Find every line in the rows below that contains the word "ground", and copy each of those lines.

> _EXERCISE INPUTS_:
————————
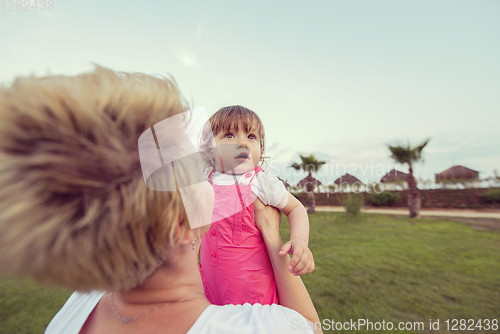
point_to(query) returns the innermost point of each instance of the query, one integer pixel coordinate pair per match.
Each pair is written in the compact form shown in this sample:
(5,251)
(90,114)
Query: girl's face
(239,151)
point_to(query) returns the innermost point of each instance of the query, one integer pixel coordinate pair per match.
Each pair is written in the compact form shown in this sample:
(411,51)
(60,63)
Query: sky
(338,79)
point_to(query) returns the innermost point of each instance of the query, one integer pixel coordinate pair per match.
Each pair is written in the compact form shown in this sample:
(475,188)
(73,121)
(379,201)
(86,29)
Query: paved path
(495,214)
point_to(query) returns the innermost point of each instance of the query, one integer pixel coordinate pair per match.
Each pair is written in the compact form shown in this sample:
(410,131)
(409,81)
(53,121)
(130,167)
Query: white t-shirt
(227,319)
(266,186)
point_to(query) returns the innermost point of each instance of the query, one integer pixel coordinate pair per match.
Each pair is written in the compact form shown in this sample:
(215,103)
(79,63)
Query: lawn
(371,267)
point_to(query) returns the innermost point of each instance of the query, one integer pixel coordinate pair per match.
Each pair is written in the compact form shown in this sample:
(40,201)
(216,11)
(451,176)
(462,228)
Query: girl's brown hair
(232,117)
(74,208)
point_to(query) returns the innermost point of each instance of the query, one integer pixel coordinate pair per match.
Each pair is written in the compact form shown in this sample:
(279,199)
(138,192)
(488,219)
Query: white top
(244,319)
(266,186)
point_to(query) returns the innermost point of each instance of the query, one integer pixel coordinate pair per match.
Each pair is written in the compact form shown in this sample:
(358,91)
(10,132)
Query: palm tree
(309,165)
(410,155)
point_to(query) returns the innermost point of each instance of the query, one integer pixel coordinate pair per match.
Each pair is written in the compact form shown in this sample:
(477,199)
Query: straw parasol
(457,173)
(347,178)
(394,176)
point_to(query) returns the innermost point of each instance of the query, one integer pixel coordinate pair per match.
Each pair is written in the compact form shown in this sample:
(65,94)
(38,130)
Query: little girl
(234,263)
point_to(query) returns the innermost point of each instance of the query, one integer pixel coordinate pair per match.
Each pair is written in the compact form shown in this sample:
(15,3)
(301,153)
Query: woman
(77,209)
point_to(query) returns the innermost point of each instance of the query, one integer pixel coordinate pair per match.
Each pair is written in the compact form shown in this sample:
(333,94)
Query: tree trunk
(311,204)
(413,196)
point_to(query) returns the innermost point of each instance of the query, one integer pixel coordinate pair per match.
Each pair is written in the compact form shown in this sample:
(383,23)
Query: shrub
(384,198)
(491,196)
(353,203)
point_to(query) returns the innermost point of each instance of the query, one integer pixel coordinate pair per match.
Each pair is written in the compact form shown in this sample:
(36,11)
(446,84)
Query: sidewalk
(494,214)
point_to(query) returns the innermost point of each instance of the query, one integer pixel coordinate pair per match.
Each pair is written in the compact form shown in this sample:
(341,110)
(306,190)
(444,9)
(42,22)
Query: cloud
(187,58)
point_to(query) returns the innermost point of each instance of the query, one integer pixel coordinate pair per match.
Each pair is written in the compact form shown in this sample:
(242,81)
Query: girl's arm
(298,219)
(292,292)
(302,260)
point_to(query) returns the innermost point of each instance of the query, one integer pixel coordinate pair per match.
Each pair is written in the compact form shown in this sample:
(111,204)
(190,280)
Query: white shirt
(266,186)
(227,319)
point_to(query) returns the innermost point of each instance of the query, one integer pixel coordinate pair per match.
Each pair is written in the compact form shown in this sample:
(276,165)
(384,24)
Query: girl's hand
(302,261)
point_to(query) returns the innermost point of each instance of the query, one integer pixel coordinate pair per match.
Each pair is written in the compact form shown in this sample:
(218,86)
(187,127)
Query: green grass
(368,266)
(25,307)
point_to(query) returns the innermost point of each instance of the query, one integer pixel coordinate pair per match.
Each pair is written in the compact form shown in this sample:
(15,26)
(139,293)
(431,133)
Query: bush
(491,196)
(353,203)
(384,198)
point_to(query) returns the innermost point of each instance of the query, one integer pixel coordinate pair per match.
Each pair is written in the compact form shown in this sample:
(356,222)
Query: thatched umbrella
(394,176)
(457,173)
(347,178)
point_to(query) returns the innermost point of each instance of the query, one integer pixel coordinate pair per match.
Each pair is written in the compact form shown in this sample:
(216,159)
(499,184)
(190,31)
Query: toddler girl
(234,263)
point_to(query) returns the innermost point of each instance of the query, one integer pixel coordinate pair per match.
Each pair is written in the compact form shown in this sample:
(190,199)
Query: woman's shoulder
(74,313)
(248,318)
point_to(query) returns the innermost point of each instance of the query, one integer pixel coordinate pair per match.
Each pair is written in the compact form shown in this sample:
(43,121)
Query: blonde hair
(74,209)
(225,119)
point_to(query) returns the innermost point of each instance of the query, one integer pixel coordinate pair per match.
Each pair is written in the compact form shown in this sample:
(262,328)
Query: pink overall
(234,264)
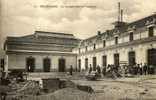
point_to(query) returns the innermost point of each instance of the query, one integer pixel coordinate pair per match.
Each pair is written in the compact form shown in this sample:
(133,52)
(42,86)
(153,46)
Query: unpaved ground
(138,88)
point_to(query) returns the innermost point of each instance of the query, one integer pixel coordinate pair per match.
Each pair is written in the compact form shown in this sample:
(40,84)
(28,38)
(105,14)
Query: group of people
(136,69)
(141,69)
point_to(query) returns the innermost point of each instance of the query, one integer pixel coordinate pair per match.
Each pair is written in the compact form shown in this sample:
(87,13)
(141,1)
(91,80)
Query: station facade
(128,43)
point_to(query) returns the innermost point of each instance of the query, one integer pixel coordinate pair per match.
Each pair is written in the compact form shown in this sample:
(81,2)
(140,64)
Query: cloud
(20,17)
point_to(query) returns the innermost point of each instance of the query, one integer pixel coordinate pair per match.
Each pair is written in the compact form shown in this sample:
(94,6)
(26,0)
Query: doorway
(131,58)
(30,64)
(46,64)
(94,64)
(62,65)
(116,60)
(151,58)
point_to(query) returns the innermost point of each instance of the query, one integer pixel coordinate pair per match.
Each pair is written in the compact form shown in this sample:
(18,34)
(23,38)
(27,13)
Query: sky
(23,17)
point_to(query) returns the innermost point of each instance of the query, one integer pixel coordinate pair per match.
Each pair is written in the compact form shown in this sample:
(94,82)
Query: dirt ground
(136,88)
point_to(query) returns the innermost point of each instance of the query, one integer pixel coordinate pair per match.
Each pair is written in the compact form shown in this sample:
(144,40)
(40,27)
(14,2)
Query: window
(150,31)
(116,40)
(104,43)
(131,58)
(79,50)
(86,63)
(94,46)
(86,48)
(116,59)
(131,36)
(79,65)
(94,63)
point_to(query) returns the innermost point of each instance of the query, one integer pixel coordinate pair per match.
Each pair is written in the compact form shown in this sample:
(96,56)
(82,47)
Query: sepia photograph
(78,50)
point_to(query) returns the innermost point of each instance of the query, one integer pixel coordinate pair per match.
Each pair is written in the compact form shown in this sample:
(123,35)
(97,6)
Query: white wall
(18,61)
————————
> _SOLUTION TO THIS TASK_:
Query: unpaved ground
Query: dirt ground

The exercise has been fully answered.